__YOUR INSTRUCTIONS__:
Write out every entry exactly as it appears.

__SOURCE MATERIAL__:
:::::

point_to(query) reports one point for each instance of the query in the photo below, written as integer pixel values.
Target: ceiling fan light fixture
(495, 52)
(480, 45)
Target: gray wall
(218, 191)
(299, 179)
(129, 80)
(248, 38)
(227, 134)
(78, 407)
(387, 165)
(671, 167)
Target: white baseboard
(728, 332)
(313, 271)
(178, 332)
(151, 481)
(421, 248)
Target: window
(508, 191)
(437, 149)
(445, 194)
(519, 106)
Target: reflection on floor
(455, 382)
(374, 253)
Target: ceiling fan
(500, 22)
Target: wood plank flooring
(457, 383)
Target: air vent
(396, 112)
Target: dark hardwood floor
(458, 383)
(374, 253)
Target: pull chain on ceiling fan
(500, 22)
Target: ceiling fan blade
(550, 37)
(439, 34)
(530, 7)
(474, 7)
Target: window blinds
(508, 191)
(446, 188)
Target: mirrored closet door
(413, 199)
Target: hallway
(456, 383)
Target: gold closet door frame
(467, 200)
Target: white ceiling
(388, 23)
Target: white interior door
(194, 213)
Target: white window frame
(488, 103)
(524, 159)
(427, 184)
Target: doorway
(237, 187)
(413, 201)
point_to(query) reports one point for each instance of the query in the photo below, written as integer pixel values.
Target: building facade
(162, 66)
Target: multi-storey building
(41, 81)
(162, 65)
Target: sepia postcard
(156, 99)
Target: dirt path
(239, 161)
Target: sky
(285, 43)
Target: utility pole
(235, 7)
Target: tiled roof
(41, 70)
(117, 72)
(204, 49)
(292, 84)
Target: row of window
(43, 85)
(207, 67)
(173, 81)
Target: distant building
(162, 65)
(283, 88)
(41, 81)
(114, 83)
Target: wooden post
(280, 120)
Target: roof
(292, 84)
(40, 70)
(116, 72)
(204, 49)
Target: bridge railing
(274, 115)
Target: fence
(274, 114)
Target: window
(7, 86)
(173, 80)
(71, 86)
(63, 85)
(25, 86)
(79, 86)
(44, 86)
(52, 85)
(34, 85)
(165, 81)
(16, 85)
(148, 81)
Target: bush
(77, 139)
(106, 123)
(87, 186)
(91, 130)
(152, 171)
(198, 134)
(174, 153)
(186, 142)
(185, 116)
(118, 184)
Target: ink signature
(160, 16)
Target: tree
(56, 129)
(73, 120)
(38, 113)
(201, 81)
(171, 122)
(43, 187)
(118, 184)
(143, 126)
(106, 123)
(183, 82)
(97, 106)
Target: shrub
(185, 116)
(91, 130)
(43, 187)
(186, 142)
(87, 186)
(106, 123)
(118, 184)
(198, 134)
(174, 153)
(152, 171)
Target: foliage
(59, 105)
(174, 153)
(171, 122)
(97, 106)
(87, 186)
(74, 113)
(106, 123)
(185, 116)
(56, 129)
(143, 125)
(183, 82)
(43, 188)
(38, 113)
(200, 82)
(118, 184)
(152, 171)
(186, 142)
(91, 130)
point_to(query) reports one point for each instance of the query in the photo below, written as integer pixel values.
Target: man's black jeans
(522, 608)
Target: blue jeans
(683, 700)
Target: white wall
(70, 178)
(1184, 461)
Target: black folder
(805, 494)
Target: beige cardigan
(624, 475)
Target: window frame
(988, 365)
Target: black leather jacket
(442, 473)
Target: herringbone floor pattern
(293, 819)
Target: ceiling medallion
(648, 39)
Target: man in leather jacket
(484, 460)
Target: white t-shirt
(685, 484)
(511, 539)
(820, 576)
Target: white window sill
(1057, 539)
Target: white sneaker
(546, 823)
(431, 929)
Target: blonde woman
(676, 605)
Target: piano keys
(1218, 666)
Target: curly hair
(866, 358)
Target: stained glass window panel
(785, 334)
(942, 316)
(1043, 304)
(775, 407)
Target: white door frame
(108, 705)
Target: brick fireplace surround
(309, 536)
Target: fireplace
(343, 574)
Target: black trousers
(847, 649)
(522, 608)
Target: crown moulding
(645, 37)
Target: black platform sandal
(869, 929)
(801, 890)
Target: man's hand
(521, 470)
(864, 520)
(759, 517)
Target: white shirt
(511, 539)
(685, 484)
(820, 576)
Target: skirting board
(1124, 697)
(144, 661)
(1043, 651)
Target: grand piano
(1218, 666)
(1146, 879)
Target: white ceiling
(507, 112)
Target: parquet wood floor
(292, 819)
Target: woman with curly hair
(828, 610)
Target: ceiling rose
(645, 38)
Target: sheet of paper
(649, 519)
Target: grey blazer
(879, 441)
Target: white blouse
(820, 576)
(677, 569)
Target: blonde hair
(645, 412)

:::::

__TASK RESPONSE__:
point_to(query) reports one point for each instance of the query in the photo below, written as integer pixel values.
Target: ceiling fan light fixture
(495, 52)
(480, 45)
Target: gray wall
(218, 191)
(299, 179)
(129, 80)
(248, 38)
(227, 134)
(78, 407)
(387, 165)
(671, 167)
Target: white baseboard
(728, 332)
(313, 271)
(178, 332)
(151, 481)
(421, 248)
Target: window
(508, 191)
(437, 149)
(445, 194)
(519, 106)
Target: reflection on floor
(455, 382)
(374, 253)
Target: ceiling fan
(500, 22)
Target: wood plank flooring
(457, 383)
Target: air vent
(396, 112)
Target: dark hardwood floor
(458, 383)
(374, 253)
Target: pull chain on ceiling fan
(500, 22)
Target: ceiling fan blade
(550, 37)
(439, 34)
(530, 7)
(474, 7)
Target: window blinds
(508, 191)
(446, 188)
Target: mirrored closet door
(413, 199)
Target: hallway
(456, 383)
Target: gold closet door frame
(467, 200)
Target: white ceiling
(388, 23)
Target: white interior door
(194, 213)
Target: white window frame
(488, 103)
(524, 159)
(427, 184)
Target: doorway
(237, 187)
(413, 201)
point_to(query) reports one point for each instance of the query in the photo below, written as integer pixel values.
Target: building facade
(162, 66)
Target: multi-storey building
(41, 81)
(162, 65)
Target: sepia postcard
(156, 99)
Target: dirt path
(239, 161)
Target: sky
(285, 43)
Target: utility pole
(235, 7)
Target: tiled roof
(41, 70)
(117, 72)
(204, 49)
(292, 84)
Target: row of window
(43, 85)
(207, 67)
(173, 81)
Target: distant building
(162, 65)
(283, 88)
(41, 81)
(114, 83)
Target: wooden post
(280, 120)
Target: roof
(292, 84)
(40, 70)
(116, 72)
(204, 49)
Target: bridge railing
(274, 115)
Target: fence
(274, 114)
Target: window
(7, 86)
(173, 80)
(71, 86)
(63, 85)
(25, 86)
(79, 86)
(44, 86)
(52, 85)
(34, 85)
(165, 81)
(16, 85)
(148, 81)
Target: bush
(77, 139)
(106, 123)
(87, 186)
(91, 130)
(152, 171)
(198, 134)
(174, 153)
(186, 142)
(185, 116)
(118, 184)
Target: ink signature
(160, 16)
Target: tree
(56, 129)
(73, 120)
(38, 113)
(201, 81)
(171, 122)
(43, 187)
(118, 184)
(143, 126)
(106, 123)
(183, 82)
(97, 106)
Target: shrub
(185, 116)
(91, 130)
(43, 187)
(186, 142)
(87, 186)
(106, 123)
(118, 184)
(198, 134)
(174, 153)
(152, 171)
Target: foliage
(59, 105)
(174, 153)
(171, 122)
(97, 106)
(87, 186)
(74, 113)
(106, 123)
(185, 116)
(56, 129)
(143, 125)
(183, 82)
(43, 188)
(38, 113)
(200, 82)
(118, 184)
(152, 171)
(186, 142)
(91, 130)
point_to(query) reports one point for each instance of the query in the photo below, written as integer pixel values.
Target: man's black jeans
(522, 608)
Target: blue jeans
(683, 700)
Target: white wall
(70, 178)
(1184, 461)
Target: black folder
(805, 494)
Target: beige cardigan
(624, 475)
Target: window frame
(988, 365)
Target: black leather jacket
(442, 473)
Target: herringbone floor pattern
(293, 819)
Target: ceiling medallion
(648, 39)
Target: man in leather jacket
(484, 460)
Target: white t-shirt
(685, 484)
(511, 539)
(820, 576)
Target: white window sill
(1057, 539)
Target: white sneaker
(546, 823)
(431, 929)
Target: blonde woman
(676, 605)
Target: piano keys
(1218, 666)
Target: curly hair
(866, 358)
Target: stained glass window panel
(785, 334)
(942, 316)
(1043, 304)
(775, 407)
Target: white door frame
(108, 705)
Target: brick fireplace surround
(309, 536)
Target: fireplace
(343, 574)
Target: black trousers
(847, 649)
(522, 608)
Target: crown moulding
(645, 37)
Target: black platform sandal
(869, 929)
(801, 890)
Target: man's hand
(521, 470)
(864, 520)
(759, 517)
Target: white shirt
(511, 539)
(685, 484)
(820, 576)
Target: skirting board
(1124, 697)
(144, 661)
(1043, 651)
Target: grand piano
(1218, 666)
(1146, 879)
Target: white ceiling
(507, 112)
Target: parquet wood floor
(292, 819)
Target: woman with curly hair
(828, 610)
Target: ceiling rose
(645, 38)
Target: sheet of paper
(649, 519)
Target: grey blazer
(879, 441)
Target: white blouse
(820, 576)
(677, 569)
Target: blonde hair
(645, 412)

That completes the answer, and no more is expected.